**TASK DIRECTIONS**
Would you restate all the data that follows, word for word?

Collected data entries:

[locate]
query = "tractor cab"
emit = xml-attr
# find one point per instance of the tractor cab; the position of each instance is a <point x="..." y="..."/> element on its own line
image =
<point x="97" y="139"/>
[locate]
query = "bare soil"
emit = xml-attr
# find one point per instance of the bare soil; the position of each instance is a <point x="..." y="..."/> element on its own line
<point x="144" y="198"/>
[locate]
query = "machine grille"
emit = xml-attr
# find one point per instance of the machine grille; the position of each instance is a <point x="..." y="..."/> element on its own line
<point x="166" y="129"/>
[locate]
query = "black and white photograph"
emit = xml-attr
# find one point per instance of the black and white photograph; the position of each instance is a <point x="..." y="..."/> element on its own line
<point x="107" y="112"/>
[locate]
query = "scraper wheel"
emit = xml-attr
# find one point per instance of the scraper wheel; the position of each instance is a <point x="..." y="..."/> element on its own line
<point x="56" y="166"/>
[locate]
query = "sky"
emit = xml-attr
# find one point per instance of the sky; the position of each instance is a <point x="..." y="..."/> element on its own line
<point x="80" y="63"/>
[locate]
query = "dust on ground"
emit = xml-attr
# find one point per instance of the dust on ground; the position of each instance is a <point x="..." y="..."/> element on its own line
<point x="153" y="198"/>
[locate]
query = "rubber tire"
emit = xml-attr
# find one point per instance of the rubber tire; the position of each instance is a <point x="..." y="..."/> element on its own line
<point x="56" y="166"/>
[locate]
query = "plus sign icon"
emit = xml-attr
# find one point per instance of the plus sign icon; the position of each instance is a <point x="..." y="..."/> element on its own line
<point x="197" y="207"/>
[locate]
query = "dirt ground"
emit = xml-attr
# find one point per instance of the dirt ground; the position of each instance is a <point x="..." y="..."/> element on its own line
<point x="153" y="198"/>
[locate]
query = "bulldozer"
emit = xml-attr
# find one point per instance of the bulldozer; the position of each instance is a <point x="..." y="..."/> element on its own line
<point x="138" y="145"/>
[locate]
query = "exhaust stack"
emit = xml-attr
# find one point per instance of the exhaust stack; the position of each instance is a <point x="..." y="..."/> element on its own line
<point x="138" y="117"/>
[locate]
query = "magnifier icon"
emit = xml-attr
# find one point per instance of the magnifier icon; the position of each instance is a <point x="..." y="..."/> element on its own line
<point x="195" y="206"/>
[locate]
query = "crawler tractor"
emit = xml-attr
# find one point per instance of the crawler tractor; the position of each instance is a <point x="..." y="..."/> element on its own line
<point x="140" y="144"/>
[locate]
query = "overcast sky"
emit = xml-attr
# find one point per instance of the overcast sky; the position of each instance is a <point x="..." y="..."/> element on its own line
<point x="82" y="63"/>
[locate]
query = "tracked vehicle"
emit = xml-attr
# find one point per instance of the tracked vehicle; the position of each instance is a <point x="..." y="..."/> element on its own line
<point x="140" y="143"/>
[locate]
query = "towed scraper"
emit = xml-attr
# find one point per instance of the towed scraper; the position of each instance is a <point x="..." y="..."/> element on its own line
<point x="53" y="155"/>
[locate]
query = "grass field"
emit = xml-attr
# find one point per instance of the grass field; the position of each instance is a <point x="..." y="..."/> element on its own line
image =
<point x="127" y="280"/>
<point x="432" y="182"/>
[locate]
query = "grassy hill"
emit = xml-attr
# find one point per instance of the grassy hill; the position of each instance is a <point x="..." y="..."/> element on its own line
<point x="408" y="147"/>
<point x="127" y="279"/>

**THE RESPONSE**
[locate]
query = "tractor cab"
emit = xml-attr
# find one point per instance of the tractor cab; the position of each instance is a <point x="..." y="..."/> element on its own line
image =
<point x="97" y="139"/>
[locate]
query = "bare soil"
emit = xml-attr
# find one point per instance of the bare soil; the position of each instance is a <point x="..." y="..."/> element on its own line
<point x="144" y="198"/>
[locate]
query = "machine grille"
emit = xml-attr
# find one point per instance of the machine grille; the position of each instance is a <point x="..." y="..."/> element on its own line
<point x="166" y="129"/>
[locate]
query = "black and white photograph"
emit = xml-attr
# find one point per instance of the black and white photograph; the position of each instance is a <point x="..." y="..."/> element on its own line
<point x="107" y="112"/>
[locate]
query = "scraper wheel"
emit = xml-attr
# find one point per instance of the scraper wheel; the position of each instance is a <point x="..." y="..."/> element on its own line
<point x="56" y="166"/>
[locate]
query = "sky"
emit = xml-attr
# find one point per instance of the sky; the position of each instance is a <point x="..." y="..."/> element on its own line
<point x="80" y="63"/>
[locate]
query = "dust on ground"
emit = xml-attr
# find one point per instance of the dust on ground; the position of each instance is a <point x="..." y="..."/> element on its own line
<point x="153" y="198"/>
[locate]
query = "rubber tire"
emit = xml-attr
# find one point per instance of the rubber tire; the position of each instance is a <point x="..." y="..."/> element on its own line
<point x="56" y="166"/>
[locate]
query = "plus sign icon"
emit = xml-attr
# find one point per instance of the plus sign icon; the position of each instance is a <point x="..." y="..."/> element on its own line
<point x="197" y="207"/>
[locate]
query = "dirt ground"
emit = xml-attr
# find one point per instance of the dirt ground; the position of each instance is a <point x="..." y="..."/> element on its own line
<point x="153" y="198"/>
[locate]
query = "bulldozer"
emit = xml-attr
# find one point per instance of the bulldozer; the position of each instance is a <point x="..." y="..."/> element on its own line
<point x="138" y="145"/>
[locate]
query = "exhaust stack"
emit = xml-attr
# find one point per instance of the exhaust stack; the position of each instance is a <point x="..." y="..."/> element on its own line
<point x="138" y="117"/>
[locate]
query = "magnifier icon"
emit = xml-attr
# find one point per instance of the magnifier icon; the position of each instance is a <point x="..." y="..."/> element on its own line
<point x="195" y="206"/>
[locate]
query = "crawler tractor"
emit = xml-attr
# find one point per instance of the crawler tractor; the position of each instance is a <point x="..." y="..."/> element on its own line
<point x="140" y="144"/>
[locate]
query = "overcast sky"
emit = xml-attr
# find one point per instance of the overcast sky; the position of each instance is a <point x="..." y="..."/> element on its own line
<point x="82" y="63"/>
[locate]
query = "tracked vehicle"
emit = xml-attr
# find one point per instance of the tracked vehicle; the position of each instance is a <point x="..." y="..."/> element on its own line
<point x="140" y="143"/>
[locate]
query = "towed scraper"
emit = xml-attr
# find one point per instance of the towed scraper; the position of each instance is a <point x="..." y="..."/> element on its own line
<point x="53" y="155"/>
[locate]
query = "grass field"
emit = xml-attr
# find one point per instance of the grass field; the position of each instance is a <point x="..." y="..."/> element on its own line
image =
<point x="127" y="280"/>
<point x="432" y="182"/>
[locate]
query = "grassy hill"
emit = xml-attr
# find one point per instance of the grassy hill; the position of each instance is a <point x="..." y="..."/> element on its own line
<point x="408" y="147"/>
<point x="127" y="279"/>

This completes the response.